## PROBLEM:
At the line with "Every instance of the eroded", start transcribing; stop after the last line of the data below. Keep it exact and leave pictures out.

## RECORDED DATA:
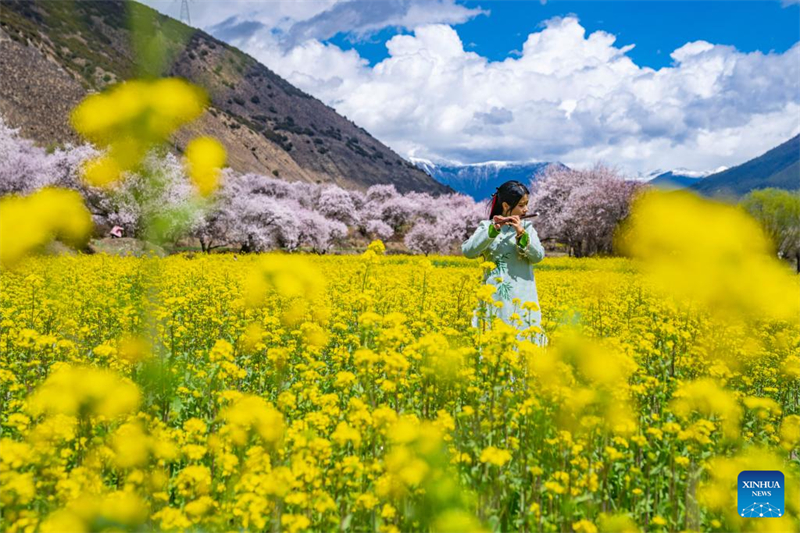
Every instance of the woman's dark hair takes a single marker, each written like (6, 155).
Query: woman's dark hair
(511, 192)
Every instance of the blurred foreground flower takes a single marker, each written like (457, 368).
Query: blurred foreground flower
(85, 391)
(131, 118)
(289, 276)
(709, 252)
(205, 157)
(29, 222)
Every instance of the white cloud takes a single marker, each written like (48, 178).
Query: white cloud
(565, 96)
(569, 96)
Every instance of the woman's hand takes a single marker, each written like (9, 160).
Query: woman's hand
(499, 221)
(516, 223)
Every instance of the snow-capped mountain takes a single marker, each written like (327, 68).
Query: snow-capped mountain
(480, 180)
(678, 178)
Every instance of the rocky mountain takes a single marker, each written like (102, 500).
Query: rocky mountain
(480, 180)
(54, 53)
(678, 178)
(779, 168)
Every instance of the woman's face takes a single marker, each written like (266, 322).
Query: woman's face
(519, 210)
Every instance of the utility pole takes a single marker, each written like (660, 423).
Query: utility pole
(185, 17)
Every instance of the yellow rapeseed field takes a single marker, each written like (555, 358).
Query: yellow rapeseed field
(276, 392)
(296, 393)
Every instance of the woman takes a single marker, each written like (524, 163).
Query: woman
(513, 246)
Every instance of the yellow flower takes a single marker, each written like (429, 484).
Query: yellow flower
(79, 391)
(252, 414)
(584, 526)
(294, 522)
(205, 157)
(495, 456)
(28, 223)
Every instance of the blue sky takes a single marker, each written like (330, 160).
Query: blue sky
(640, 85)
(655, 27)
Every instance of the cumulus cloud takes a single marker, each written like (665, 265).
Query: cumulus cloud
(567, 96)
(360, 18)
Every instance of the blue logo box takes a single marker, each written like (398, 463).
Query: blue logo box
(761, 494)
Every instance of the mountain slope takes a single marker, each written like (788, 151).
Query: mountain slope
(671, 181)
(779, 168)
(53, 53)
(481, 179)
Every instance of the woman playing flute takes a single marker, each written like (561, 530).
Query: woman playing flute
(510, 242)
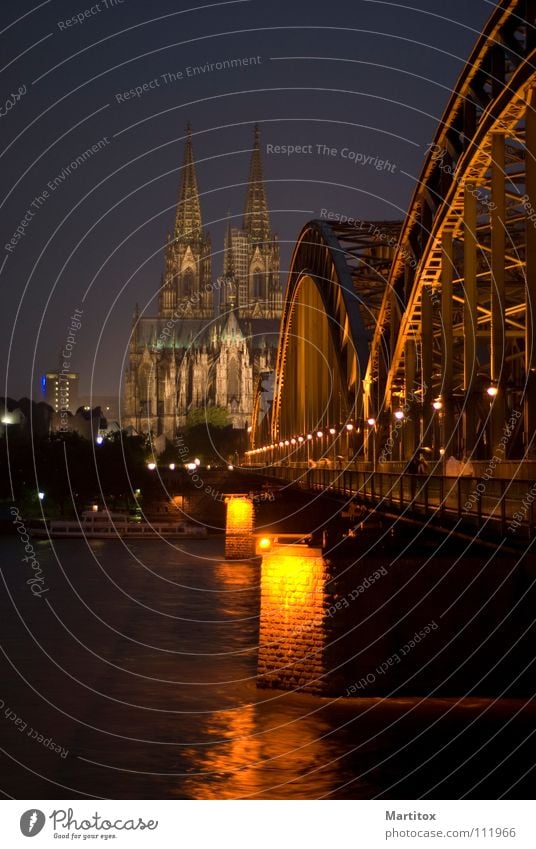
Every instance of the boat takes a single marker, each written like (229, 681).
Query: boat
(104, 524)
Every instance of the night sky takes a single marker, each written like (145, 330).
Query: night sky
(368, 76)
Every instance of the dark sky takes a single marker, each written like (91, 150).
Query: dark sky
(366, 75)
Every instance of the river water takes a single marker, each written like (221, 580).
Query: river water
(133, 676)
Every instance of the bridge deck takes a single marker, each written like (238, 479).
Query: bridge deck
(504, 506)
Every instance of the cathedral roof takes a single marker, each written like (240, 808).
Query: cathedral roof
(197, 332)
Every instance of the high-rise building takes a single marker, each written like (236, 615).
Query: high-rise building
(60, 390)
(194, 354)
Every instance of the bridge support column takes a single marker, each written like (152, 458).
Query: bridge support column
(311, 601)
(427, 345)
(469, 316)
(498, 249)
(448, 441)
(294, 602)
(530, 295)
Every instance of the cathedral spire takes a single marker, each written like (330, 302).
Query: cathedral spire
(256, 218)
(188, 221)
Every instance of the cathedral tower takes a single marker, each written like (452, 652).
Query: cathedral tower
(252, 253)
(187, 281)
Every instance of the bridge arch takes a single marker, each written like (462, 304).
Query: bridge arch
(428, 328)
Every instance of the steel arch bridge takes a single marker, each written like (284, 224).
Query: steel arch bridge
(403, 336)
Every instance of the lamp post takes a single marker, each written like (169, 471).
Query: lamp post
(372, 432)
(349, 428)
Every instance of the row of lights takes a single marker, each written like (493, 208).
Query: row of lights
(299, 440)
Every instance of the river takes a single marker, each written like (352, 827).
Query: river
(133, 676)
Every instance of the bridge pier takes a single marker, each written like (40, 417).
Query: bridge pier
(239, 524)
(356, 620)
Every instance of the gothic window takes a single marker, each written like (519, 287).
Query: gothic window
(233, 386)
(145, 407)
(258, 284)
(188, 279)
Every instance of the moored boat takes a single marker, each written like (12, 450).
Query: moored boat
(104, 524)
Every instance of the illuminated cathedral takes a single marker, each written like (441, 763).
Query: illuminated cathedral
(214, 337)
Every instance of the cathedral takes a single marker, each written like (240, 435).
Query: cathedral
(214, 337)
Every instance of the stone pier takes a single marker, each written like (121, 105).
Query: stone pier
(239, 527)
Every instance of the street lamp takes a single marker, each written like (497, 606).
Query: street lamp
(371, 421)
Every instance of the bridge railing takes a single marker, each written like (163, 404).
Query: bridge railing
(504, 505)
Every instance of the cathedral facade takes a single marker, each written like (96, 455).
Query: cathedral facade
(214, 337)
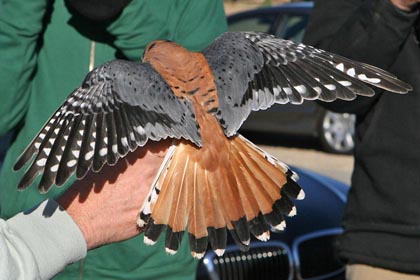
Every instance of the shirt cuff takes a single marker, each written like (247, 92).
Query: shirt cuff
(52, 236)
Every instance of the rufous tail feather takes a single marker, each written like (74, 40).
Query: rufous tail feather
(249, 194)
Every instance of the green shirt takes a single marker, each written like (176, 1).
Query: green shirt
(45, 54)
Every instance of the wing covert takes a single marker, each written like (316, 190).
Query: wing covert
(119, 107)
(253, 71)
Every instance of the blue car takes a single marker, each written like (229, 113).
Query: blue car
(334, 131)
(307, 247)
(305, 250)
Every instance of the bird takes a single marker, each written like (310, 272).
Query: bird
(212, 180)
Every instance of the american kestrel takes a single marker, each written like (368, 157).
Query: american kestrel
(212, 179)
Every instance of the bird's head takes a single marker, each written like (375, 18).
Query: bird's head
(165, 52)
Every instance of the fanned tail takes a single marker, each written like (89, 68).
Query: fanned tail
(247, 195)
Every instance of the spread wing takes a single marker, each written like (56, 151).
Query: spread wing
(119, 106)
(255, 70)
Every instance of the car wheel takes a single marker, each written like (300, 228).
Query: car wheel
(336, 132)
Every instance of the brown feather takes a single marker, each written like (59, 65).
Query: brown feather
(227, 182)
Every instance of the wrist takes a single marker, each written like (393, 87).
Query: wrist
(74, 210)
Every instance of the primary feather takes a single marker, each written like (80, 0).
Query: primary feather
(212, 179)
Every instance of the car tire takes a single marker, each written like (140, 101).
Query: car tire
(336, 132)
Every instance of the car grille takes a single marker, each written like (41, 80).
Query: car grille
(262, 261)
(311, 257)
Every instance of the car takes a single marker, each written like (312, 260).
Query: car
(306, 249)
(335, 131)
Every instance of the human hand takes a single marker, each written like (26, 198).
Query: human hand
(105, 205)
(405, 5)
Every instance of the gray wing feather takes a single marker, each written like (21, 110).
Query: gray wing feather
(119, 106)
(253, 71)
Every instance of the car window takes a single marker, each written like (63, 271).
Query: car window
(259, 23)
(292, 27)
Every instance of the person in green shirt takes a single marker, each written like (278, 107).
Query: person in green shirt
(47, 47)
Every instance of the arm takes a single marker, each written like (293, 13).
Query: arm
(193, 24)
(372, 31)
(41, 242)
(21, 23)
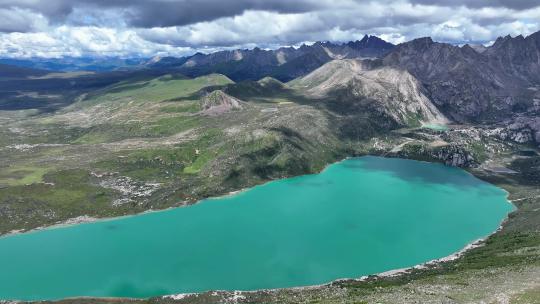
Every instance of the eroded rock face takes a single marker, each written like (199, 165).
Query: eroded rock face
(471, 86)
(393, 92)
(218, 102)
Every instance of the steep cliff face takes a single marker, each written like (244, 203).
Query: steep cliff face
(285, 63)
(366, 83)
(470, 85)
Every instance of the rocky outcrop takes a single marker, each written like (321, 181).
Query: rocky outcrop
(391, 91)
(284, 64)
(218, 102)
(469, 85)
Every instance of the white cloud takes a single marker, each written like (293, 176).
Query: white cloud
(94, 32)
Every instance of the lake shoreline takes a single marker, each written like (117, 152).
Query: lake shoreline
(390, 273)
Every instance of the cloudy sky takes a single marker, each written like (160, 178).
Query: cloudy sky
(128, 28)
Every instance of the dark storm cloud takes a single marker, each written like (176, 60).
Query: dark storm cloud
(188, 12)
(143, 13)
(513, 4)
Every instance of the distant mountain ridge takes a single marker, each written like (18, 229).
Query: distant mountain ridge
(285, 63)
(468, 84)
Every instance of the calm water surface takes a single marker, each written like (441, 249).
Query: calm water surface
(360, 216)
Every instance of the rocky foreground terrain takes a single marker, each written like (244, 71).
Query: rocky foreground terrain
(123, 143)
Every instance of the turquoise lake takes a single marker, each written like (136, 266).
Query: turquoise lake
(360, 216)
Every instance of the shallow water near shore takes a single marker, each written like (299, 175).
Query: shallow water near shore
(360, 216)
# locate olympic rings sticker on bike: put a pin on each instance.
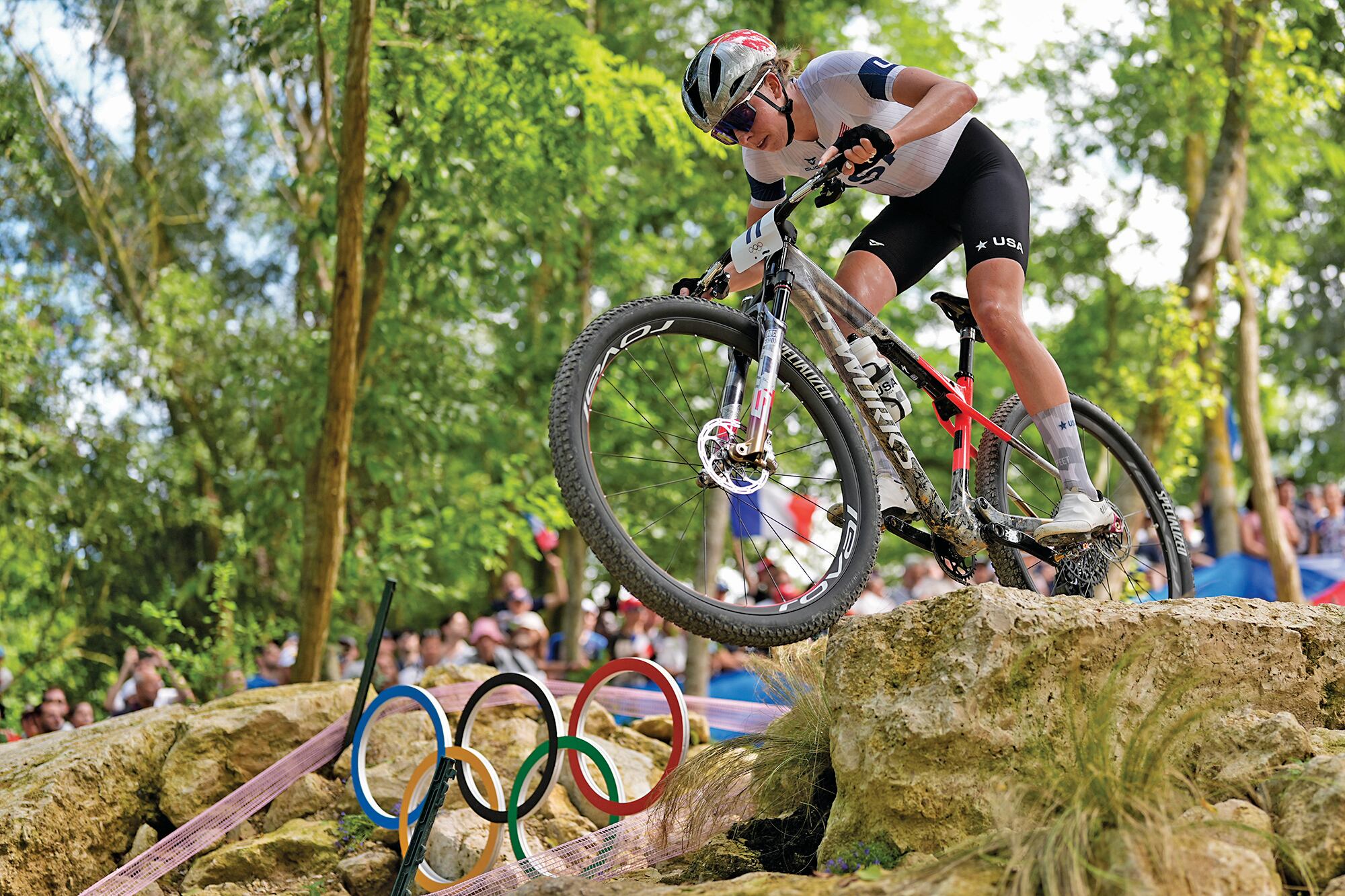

## WRITTEN RESPONSE:
Every instance of the eroded rock face takes a single marker, each written like (199, 165).
Query: eroded rock face
(471, 86)
(393, 92)
(218, 102)
Every instance of the steep cliff face takes a single marker, each written like (244, 203).
Query: steep cliff face
(285, 63)
(366, 83)
(470, 85)
Every instance of the rocky outcrop takes a single marker, each written like (321, 181).
Query: rocky outcrop
(391, 91)
(284, 64)
(218, 102)
(469, 85)
Every instance of the white cloud takes a single marker, each written like (293, 176).
Query: white cloud
(94, 32)
Every instance of the lake shoreline takes a single marker, each written like (117, 152).
Query: lake shoreline
(390, 273)
Every instance of the cloudy sky takes a single marker, each written like (160, 178).
Query: cloudy sky
(128, 28)
Every instance of the dark storm cloud takes a single marker, each written like (176, 60).
Query: dark storm cloud
(188, 12)
(143, 13)
(513, 4)
Every instance of the distant mountain ridge takes a single marker, each written like (18, 229).
Query: distant mountain ridge
(285, 63)
(468, 84)
Every instance of the calm water surface takes a single marker, each written like (441, 249).
Query: calm water surface
(360, 216)
Every instance of the rocky foreground terrain takes a single marker, each written like (244, 71).
Query: rocky foreground terrain
(123, 143)
Every instance of the turquoise lake takes a single marker, each written like (136, 266).
Query: turquoise lake
(360, 216)
Every instance of the shallow water near shore takes a single marker, each written like (299, 175).
Query: shallow water near shore
(360, 216)
# locate olympic rings sticker on bike: put a pin on each instance.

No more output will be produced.